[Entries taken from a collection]
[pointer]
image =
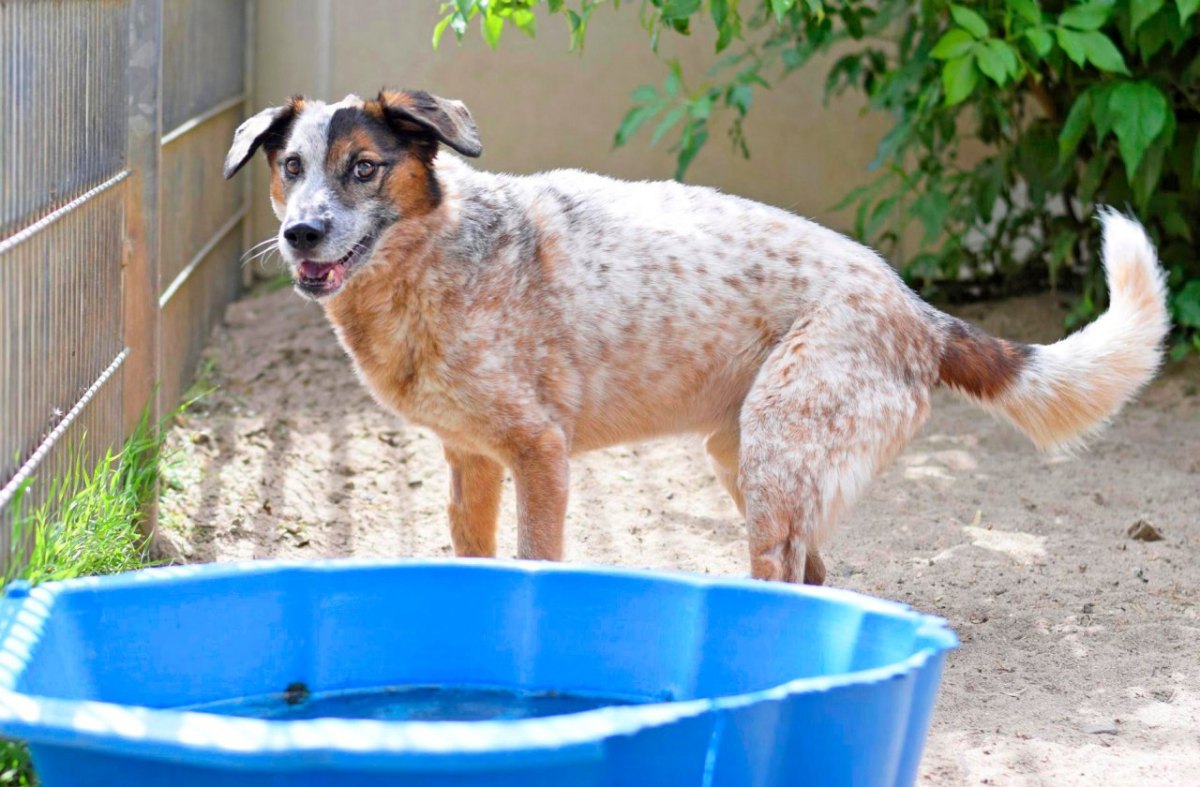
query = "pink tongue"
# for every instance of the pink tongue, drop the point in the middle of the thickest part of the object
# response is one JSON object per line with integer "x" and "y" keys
{"x": 315, "y": 270}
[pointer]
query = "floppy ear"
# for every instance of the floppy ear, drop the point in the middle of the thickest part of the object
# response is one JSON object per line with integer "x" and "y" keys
{"x": 263, "y": 127}
{"x": 448, "y": 120}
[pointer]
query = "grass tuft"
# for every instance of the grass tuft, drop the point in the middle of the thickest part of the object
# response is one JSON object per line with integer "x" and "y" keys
{"x": 91, "y": 522}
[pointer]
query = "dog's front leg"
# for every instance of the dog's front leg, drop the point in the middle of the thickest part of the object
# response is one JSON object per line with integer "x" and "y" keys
{"x": 474, "y": 506}
{"x": 541, "y": 475}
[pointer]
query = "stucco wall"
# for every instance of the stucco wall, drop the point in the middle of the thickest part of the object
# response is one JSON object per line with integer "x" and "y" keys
{"x": 540, "y": 107}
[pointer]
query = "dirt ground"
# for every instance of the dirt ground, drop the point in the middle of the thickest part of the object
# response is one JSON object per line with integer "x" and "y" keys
{"x": 1080, "y": 656}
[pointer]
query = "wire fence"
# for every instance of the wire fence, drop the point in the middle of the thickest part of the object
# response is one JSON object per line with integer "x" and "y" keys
{"x": 119, "y": 239}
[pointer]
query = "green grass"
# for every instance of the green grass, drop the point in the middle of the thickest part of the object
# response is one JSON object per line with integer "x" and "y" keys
{"x": 91, "y": 520}
{"x": 90, "y": 523}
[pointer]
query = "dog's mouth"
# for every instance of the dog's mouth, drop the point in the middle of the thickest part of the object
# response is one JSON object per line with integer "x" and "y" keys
{"x": 319, "y": 278}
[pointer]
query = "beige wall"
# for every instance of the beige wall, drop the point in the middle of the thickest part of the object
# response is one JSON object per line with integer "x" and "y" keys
{"x": 540, "y": 107}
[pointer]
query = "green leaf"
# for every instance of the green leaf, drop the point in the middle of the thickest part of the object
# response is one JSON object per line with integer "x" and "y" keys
{"x": 997, "y": 60}
{"x": 1140, "y": 11}
{"x": 634, "y": 119}
{"x": 959, "y": 77}
{"x": 1187, "y": 304}
{"x": 493, "y": 25}
{"x": 781, "y": 7}
{"x": 676, "y": 10}
{"x": 1090, "y": 16}
{"x": 1073, "y": 44}
{"x": 931, "y": 208}
{"x": 526, "y": 20}
{"x": 1102, "y": 113}
{"x": 1075, "y": 126}
{"x": 1029, "y": 10}
{"x": 643, "y": 95}
{"x": 441, "y": 29}
{"x": 1041, "y": 40}
{"x": 970, "y": 20}
{"x": 1103, "y": 53}
{"x": 1139, "y": 114}
{"x": 991, "y": 65}
{"x": 1195, "y": 163}
{"x": 954, "y": 43}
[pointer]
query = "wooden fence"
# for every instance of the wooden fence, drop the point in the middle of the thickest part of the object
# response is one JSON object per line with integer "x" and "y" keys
{"x": 119, "y": 239}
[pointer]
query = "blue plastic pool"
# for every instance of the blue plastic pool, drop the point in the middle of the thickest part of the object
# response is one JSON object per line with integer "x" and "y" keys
{"x": 462, "y": 673}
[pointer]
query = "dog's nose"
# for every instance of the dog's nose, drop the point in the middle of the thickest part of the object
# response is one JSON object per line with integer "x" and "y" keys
{"x": 304, "y": 235}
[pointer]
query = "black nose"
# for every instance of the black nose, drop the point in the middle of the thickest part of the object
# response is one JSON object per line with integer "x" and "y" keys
{"x": 304, "y": 235}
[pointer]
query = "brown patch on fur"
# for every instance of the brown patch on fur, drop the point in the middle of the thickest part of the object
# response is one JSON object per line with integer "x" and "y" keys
{"x": 977, "y": 364}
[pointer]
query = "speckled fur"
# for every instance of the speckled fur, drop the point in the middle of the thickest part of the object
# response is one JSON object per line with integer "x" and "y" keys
{"x": 528, "y": 318}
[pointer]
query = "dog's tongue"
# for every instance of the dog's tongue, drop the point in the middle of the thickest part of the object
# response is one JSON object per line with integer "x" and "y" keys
{"x": 329, "y": 272}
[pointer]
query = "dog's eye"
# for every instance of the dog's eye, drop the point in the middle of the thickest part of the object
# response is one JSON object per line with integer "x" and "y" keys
{"x": 365, "y": 169}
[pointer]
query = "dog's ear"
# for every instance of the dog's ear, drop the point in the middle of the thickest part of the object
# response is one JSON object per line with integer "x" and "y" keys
{"x": 269, "y": 127}
{"x": 447, "y": 120}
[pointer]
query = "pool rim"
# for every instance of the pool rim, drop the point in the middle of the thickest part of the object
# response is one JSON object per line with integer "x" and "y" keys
{"x": 211, "y": 740}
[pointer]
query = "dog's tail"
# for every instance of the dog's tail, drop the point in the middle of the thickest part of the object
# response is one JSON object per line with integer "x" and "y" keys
{"x": 1060, "y": 394}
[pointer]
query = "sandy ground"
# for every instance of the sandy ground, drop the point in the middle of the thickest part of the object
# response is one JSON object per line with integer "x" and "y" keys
{"x": 1080, "y": 658}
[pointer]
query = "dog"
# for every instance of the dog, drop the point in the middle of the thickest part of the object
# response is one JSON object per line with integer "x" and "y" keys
{"x": 528, "y": 318}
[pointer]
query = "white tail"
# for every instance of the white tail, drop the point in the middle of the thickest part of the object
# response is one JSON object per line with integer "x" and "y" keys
{"x": 1060, "y": 394}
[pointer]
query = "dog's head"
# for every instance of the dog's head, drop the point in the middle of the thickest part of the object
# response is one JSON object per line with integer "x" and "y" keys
{"x": 342, "y": 174}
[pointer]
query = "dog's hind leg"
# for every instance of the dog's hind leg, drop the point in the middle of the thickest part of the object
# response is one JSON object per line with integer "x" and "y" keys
{"x": 723, "y": 450}
{"x": 474, "y": 508}
{"x": 829, "y": 408}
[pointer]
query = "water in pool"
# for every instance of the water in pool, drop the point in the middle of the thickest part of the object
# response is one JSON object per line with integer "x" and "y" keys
{"x": 413, "y": 703}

Request: Make a verbatim copy of all the entries and strip out the pictures.

Answer for this exercise:
[pointer]
image =
query = "pink tongue"
# for every instance of the pink tongue, drop the point in the middle of the thickest part of the object
# response is one JSON object per line with integer "x" and "y" keys
{"x": 315, "y": 270}
[pointer]
query = "floppy ear"
# for every instance of the floppy ear, drop the point in the middle of the thickest part of the object
# response is one JSON object per line with integer "x" and "y" keys
{"x": 263, "y": 127}
{"x": 448, "y": 120}
[pointer]
query = "grass tuft"
# for every instance of the grass tuft, drop the point in the middle of the thickest part of the object
# response is one JSON object per line with integer "x" and "y" keys
{"x": 91, "y": 522}
[pointer]
query = "dog's front leg"
# for every instance of the dog's front leg, drop the point in the middle of the thickest part of the object
# response is one JSON object per line with integer "x" and "y" keys
{"x": 474, "y": 506}
{"x": 541, "y": 475}
[pointer]
query = "stucco wall"
# for every instance of the stucco wall, drop the point in the middle of the thickest part of the object
# response is one JSON object per line with integer "x" and "y" keys
{"x": 540, "y": 107}
[pointer]
query = "dirt ground"
# for every instance of the dirt ground, drop the point in the middle of the thickest part of the object
# response is one JSON object per line with integer "x" and "y" keys
{"x": 1080, "y": 656}
[pointer]
query = "wire fence"
# for every instance of the wire fence, drop the point in the middle of the thickest part of the object
# response is one JSON object per line with integer "x" and "y" keys
{"x": 119, "y": 239}
[pointer]
query = "green grass"
# for every instance of the green grass, drop the point in the middle of the thickest part of the object
# response is one JSON object per line with integer "x" and "y" keys
{"x": 91, "y": 520}
{"x": 90, "y": 523}
[pointer]
query = "dog's mouth"
# for every instance of the dog's mouth, drop the point in the middle of the thickest part of the object
# response is one JSON object per line with integer "x" and "y" keys
{"x": 319, "y": 278}
[pointer]
query = "beige wall"
# for every instance of the beige wall, drop the point in the middle of the thickest part of the object
# response is one JSON object per line with integer "x" and "y" keys
{"x": 540, "y": 107}
[pointer]
query = "green leaf"
# for every instance of the green leaf, drop the point in the middle of the thickest part of the object
# response is one JSON object per line with integer "x" and "y" keys
{"x": 997, "y": 60}
{"x": 1140, "y": 11}
{"x": 634, "y": 119}
{"x": 959, "y": 77}
{"x": 1187, "y": 304}
{"x": 493, "y": 25}
{"x": 781, "y": 7}
{"x": 676, "y": 10}
{"x": 1090, "y": 16}
{"x": 1073, "y": 44}
{"x": 931, "y": 208}
{"x": 526, "y": 20}
{"x": 1102, "y": 113}
{"x": 1075, "y": 126}
{"x": 1029, "y": 10}
{"x": 643, "y": 95}
{"x": 441, "y": 29}
{"x": 1041, "y": 40}
{"x": 970, "y": 20}
{"x": 1103, "y": 53}
{"x": 1139, "y": 114}
{"x": 991, "y": 65}
{"x": 1195, "y": 163}
{"x": 954, "y": 43}
[pointer]
query = "wooden fence"
# for every instance of the wooden fence, drop the point in the middle of the thickest part of the object
# response is one JSON object per line with integer "x" and "y" keys
{"x": 119, "y": 239}
[pointer]
query = "blue plastic pool"
# for every instance of the blue plastic pool, drop the point in the middle of the thickest part of the object
# response is one JSON object per line with integer "x" and "y" keys
{"x": 462, "y": 673}
[pointer]
query = "dog's nose"
# for every instance of the dog's nose, drop the point in the middle of the thickest part of the object
# response is one JSON object per line with integer "x" and "y" keys
{"x": 304, "y": 235}
[pointer]
query = "black nose"
# for every instance of the black nose, drop the point in the middle of the thickest part of the object
# response is one JSON object per line with integer "x" and "y" keys
{"x": 304, "y": 235}
[pointer]
query = "brown patch on fur"
# for every instance of the brown patch on fur, drop the point in the middle of the thickest part of the object
# response is one JSON object per line with integer "x" and "y" keys
{"x": 977, "y": 364}
[pointer]
query = "speckled fur"
# for every instance of the speckled fur, drop the point in the middle of the thickest part of the object
# response is one JSON object per line with integer "x" and "y" keys
{"x": 528, "y": 318}
[pointer]
query = "dog's tongue"
# for every instance of the dog's tongue, drop the point in the middle of the thickest part of the object
# response is one JSON object per line with integer "x" and "y" keys
{"x": 329, "y": 272}
[pointer]
query = "dog's eye"
# for every instance of the dog's eye, drop the point in the middle of the thickest part of the object
# response is one JSON object per line with integer "x" and "y" keys
{"x": 365, "y": 169}
[pointer]
query = "dog's ear"
# for every instance of the dog's ear, drop the point in the middle of the thickest part of the object
# response is one JSON object per line with integer "x" and "y" keys
{"x": 269, "y": 127}
{"x": 447, "y": 120}
[pointer]
query = "pool rim"
# for every instance of the pool rim, drop the point in the middle of the thickest part of the object
# response is one JSON object per line with integer "x" and "y" keys
{"x": 211, "y": 740}
[pointer]
query = "dog's tail"
# for every instance of the dog's tail, drop the point in the middle of the thickest part of the object
# response is one JSON object per line with integer "x" and "y" keys
{"x": 1060, "y": 394}
[pointer]
query = "sandy ground"
# for every instance of the sandy ground, drop the point in the middle of the thickest part of the object
# response is one JSON object per line with integer "x" and "y" keys
{"x": 1080, "y": 658}
[pointer]
query = "dog"
# for every instance of the dog, drop the point in the middle of the thickest part of the object
# response is one JSON object per line with integer "x" and "y" keys
{"x": 528, "y": 318}
[pointer]
query = "white tail"
# for every instance of the white tail, drop the point in the middle of the thickest part of the object
# response is one JSON object per line with integer "x" and "y" keys
{"x": 1060, "y": 394}
[pointer]
query = "dog's head"
# for every instance of the dog's head, drop the point in the middle of the thickest part of the object
# response is one JSON object per line with integer "x" and "y" keys
{"x": 342, "y": 174}
[pointer]
query = "dog's hind leg"
# for every instance of the dog's hind leg, drop the point in the middle of the thickest part of the object
# response is one JSON object per line with integer "x" and "y" keys
{"x": 723, "y": 450}
{"x": 474, "y": 508}
{"x": 829, "y": 408}
[pointer]
query = "water in pool"
# for every instance of the water in pool, drop the point in the middle of the thickest part of the object
# response is one JSON object per line with integer "x" and "y" keys
{"x": 413, "y": 703}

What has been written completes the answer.